Which lines of the material below contain the string "white"? Extract each one in full, and treat uppercase and lowercase letters as different.

────────────────────

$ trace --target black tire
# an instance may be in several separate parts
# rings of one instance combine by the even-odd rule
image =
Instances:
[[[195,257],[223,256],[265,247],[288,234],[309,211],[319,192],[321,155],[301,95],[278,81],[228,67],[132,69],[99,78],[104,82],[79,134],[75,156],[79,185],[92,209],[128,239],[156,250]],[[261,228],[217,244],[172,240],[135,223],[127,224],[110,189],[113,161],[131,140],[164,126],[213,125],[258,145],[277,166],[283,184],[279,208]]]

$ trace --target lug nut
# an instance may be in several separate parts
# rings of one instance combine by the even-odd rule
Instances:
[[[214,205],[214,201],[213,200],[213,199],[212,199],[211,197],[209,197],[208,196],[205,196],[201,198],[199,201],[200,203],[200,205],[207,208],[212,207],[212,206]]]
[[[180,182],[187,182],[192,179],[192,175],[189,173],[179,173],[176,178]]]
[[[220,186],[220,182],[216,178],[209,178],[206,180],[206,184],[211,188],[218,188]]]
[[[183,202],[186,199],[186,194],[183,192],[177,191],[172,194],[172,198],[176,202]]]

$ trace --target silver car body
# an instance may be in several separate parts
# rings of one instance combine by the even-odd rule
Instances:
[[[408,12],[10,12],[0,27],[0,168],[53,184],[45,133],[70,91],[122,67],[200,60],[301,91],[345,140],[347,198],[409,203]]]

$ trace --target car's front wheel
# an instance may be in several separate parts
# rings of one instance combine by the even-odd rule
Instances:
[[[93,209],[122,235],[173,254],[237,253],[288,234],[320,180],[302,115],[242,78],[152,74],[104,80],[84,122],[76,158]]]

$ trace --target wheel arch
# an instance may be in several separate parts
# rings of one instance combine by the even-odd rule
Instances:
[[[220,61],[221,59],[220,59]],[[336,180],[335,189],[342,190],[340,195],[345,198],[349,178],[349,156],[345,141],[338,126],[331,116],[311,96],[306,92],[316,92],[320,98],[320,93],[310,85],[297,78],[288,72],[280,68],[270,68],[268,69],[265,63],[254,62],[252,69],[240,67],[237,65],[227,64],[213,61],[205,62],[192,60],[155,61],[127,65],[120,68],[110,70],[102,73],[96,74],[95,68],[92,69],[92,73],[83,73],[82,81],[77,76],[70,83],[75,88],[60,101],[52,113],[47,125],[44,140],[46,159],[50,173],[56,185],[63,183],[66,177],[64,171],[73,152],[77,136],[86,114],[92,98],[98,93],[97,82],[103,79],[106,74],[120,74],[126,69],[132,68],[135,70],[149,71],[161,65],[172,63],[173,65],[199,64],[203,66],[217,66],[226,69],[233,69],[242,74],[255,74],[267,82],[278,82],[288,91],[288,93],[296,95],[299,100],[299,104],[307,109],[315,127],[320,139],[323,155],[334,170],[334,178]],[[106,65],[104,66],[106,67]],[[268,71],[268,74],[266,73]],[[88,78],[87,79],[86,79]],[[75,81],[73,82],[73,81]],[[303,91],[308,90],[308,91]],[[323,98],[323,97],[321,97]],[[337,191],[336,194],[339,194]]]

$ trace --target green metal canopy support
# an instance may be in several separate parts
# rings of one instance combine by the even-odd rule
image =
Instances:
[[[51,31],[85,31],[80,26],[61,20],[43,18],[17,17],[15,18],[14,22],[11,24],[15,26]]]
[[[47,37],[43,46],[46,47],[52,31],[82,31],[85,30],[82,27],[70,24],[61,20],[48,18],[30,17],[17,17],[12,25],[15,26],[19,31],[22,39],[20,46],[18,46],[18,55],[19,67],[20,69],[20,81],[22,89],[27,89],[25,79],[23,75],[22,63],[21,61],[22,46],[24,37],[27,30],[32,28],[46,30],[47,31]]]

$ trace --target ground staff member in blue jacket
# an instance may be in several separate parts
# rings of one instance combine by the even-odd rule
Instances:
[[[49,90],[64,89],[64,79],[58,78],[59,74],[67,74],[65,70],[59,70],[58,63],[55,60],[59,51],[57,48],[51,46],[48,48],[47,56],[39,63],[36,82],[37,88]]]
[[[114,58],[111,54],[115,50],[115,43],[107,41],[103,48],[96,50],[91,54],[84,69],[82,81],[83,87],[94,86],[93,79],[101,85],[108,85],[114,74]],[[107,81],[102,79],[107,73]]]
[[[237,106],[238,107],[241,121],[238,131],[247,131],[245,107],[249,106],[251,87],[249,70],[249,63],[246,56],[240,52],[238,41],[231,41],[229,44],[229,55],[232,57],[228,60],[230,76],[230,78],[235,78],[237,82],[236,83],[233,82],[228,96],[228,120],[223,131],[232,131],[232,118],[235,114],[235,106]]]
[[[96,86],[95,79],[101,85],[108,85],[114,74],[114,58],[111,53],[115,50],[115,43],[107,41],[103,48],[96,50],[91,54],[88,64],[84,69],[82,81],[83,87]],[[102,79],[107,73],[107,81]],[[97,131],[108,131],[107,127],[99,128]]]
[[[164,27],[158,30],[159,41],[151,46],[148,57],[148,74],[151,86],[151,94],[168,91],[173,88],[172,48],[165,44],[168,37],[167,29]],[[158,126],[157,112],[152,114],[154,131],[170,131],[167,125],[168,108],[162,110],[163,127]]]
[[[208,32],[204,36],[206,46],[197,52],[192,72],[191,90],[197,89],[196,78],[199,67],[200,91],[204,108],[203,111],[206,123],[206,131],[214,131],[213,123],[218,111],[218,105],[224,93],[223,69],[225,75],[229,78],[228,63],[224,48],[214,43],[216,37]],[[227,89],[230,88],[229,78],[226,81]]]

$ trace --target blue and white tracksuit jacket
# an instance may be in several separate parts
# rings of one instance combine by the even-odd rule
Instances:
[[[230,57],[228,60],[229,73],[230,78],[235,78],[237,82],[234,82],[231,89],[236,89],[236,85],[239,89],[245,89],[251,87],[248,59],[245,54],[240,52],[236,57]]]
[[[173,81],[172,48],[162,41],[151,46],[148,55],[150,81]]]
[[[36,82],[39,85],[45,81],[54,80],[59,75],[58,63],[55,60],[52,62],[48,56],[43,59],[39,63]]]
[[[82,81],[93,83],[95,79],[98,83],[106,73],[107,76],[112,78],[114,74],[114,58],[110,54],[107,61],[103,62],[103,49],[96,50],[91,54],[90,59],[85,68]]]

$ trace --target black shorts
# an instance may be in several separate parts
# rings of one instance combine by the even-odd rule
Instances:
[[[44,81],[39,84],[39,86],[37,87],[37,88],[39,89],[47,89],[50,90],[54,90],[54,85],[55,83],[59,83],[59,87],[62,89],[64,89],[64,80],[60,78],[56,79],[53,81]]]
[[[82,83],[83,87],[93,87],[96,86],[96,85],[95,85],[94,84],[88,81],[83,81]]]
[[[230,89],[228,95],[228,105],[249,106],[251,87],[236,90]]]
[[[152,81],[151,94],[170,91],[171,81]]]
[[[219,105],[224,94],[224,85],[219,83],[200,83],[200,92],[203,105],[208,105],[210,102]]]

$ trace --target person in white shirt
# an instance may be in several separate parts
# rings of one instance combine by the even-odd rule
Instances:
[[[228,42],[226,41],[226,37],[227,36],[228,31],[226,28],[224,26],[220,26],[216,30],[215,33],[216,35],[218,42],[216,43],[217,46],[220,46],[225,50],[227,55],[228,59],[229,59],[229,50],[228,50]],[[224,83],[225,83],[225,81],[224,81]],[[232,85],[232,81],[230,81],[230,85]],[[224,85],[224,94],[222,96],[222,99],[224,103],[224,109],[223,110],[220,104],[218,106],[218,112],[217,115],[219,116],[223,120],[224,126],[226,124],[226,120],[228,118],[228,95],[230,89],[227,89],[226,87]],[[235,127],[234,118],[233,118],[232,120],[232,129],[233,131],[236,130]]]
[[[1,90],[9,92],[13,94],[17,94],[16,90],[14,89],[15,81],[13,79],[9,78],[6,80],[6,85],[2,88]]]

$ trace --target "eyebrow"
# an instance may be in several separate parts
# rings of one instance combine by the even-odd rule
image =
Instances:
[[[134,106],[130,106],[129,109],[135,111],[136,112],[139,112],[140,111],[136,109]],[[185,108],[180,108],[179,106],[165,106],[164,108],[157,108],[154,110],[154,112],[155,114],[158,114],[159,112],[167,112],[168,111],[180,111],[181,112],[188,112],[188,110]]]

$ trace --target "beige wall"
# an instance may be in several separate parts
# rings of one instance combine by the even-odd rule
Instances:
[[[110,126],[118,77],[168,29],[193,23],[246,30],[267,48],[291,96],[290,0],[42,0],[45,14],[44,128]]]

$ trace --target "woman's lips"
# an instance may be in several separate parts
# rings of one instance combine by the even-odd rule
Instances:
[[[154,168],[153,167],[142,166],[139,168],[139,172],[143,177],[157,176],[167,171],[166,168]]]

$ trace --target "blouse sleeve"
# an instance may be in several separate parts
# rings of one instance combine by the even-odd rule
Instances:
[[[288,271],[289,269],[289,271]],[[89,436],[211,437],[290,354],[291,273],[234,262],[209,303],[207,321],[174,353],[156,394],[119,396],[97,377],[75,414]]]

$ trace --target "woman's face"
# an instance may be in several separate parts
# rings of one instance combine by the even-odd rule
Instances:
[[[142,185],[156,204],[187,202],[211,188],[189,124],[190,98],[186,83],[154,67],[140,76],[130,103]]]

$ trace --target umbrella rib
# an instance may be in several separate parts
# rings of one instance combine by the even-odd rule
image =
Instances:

────────────────────

_EXERCISE OUTPUT_.
$ trace --target blue and white tracksuit jacket
$ trace --target person in white shirt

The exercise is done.